Exercise directions: Pull out each line below that contains the word "cloud".

Information supplied:

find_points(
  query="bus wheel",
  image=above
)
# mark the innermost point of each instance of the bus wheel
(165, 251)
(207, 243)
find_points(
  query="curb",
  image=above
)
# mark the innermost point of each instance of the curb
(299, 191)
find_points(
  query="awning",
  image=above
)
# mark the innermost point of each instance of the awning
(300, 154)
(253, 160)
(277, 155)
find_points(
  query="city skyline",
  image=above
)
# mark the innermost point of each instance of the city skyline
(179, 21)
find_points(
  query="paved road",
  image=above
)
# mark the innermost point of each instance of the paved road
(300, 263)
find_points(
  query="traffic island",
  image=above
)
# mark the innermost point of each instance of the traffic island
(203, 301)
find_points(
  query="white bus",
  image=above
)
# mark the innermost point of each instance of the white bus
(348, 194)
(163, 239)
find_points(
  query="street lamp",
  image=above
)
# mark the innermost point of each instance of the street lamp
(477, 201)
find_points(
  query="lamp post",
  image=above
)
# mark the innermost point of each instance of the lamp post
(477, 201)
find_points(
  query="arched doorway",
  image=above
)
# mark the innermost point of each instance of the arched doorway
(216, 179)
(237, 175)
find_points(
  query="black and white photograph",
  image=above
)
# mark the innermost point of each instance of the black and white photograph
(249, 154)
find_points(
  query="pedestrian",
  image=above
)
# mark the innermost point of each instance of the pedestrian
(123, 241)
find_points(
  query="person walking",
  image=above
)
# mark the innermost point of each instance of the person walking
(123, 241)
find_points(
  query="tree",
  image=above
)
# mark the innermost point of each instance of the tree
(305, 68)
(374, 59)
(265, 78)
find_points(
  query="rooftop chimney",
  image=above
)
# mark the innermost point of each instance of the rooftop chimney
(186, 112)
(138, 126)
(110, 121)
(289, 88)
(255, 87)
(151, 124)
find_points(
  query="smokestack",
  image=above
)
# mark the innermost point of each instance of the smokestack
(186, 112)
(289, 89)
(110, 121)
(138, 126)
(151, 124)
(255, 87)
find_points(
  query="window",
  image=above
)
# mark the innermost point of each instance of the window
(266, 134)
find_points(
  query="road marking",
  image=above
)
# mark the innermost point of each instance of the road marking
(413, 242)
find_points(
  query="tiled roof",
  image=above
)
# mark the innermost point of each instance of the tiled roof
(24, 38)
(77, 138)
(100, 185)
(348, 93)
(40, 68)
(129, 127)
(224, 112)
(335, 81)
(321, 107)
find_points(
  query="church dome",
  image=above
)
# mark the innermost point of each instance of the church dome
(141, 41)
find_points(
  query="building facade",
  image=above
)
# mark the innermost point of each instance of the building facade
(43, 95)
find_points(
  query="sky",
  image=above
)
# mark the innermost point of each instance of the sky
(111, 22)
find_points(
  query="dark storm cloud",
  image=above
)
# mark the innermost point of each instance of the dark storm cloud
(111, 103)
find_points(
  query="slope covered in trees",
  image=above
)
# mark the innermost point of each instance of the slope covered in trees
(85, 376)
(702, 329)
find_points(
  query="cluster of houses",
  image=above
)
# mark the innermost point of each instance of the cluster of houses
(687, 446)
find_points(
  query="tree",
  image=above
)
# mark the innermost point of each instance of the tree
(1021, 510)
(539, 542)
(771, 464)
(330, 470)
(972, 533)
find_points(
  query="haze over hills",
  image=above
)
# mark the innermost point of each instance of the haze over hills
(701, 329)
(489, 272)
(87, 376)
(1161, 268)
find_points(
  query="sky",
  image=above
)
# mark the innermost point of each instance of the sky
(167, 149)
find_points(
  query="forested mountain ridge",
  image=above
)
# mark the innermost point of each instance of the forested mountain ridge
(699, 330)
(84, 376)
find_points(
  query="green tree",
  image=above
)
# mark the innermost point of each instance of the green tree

Completed task:
  query="dark storm cloud",
# mark the innermost point of each instance of the dark storm cloud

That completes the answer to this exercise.